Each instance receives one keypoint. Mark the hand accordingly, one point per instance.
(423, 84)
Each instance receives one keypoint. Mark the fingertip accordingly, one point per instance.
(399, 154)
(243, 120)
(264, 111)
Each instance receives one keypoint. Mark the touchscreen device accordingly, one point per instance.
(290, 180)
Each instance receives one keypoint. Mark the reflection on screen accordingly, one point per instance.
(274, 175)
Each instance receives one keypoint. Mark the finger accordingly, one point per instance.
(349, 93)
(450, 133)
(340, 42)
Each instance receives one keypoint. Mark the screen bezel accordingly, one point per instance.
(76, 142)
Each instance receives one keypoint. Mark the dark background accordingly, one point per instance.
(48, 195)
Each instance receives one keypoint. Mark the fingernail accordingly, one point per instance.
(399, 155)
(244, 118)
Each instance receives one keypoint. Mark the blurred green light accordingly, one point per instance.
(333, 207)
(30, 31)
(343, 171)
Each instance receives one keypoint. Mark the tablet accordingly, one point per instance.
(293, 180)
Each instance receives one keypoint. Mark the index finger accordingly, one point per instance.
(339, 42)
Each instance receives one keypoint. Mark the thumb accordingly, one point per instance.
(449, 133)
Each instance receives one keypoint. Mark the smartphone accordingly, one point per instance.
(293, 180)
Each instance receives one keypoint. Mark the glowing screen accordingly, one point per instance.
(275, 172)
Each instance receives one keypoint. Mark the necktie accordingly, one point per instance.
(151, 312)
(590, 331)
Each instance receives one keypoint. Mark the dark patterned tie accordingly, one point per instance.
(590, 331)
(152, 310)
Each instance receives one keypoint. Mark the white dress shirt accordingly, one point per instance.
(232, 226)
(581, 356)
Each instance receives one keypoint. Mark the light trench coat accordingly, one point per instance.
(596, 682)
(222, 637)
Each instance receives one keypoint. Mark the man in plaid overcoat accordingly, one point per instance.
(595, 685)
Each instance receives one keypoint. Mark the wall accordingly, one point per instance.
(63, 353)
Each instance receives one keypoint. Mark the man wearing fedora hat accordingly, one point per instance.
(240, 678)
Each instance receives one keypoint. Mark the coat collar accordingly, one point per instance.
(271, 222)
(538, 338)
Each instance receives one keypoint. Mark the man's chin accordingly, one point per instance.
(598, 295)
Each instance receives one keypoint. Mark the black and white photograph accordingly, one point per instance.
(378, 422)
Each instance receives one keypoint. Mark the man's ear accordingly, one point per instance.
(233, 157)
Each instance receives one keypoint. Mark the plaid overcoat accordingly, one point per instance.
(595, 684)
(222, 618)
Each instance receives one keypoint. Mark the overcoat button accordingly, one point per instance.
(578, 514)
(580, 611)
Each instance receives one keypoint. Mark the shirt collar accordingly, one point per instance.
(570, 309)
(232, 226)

**Work required:** Every record above needs to be given again exactly.

**Answer area:**
Each instance receives one keypoint. Mark the hand accordingly, one point per instance.
(423, 84)
Each instance receives one keypoint. Mark the fingertip accordingly, one point per instance.
(399, 154)
(243, 120)
(264, 111)
Each instance receives one keypoint. Mark the touchscreen device accordingly, one point per instance.
(290, 180)
Each instance receives one keypoint. Mark the reflection on screen accordingly, one point per instance.
(274, 175)
Each instance receives one keypoint. Mark the finger accordingly, one point per instance.
(349, 93)
(450, 133)
(340, 42)
Each instance receives one keypoint. Mark the screen bezel accordingly, one point per instance.
(76, 142)
Each instance receives one keypoint. Mark the dark background accordingly, one point per instance.
(48, 195)
Each instance receives one keypoint. Mark the fingernail accordingly, one point per instance.
(399, 155)
(244, 118)
Each instance receives one keypoint. Mark the blurred green light accordingly, one point per instance.
(333, 207)
(30, 31)
(343, 171)
Each instance receives one keypoint. Mark the tablet accordingly, one point per instance.
(293, 180)
Each instance receives one keypoint. Mark the index finger accordingly, one point per instance.
(339, 42)
Each instance receives one keypoint. Mark the thumb accordingly, one point per instance.
(449, 133)
Each instance receives one keypoint. Mark the smartphone accordingly, one point per instance.
(293, 180)
Each instance receives one keypoint. Mark the glowing screen accordingly, one point per instance.
(275, 172)
Each instance receives one keypoint. Mark the necktie accordingly, one point per instance.
(151, 312)
(590, 331)
Each instance receives one keypoint. Mark the dark patterned tie accordingly, one point per instance.
(590, 331)
(152, 310)
Each instance receives one keypoint. Mark the white dress shirt accordingly, one point per instance.
(232, 226)
(581, 356)
Each instance receives one keypoint. Mark the light trench coat accordingly, one point per instance.
(596, 682)
(222, 637)
Each instance receives one keypoint. Mark the man in plaid overcoat accordingly, one point per instance.
(595, 685)
Each instance receives one keypoint. Mark the wall accordingly, one point per instance.
(63, 353)
Each instance receives one keypoint. Mark the man wearing fedora hat accordingly, one point per instance.
(240, 678)
Each instance receives one keypoint. Mark the coat collar accordingly, one point per instance.
(271, 222)
(538, 338)
Each instance receives one keypoint. Mark the man's chin accordingly, one point per instance.
(598, 295)
Each instance receives one keypoint. Mark the black and white photograph accordingly, one point per instance.
(378, 422)
Each instance receives one keypoint. Mark the man's ear accordingly, one point per instance.
(233, 157)
Each instance receives one keypoint. Mark the plaid overcoat accordingly, one point per instance.
(595, 684)
(222, 618)
Each instance receives one keypoint. Mark the overcoat button accordingly, one point per instance.
(578, 514)
(580, 611)
Each instance receives one keypoint. Mark the shirt collar accordingly, one point per instance.
(570, 309)
(232, 226)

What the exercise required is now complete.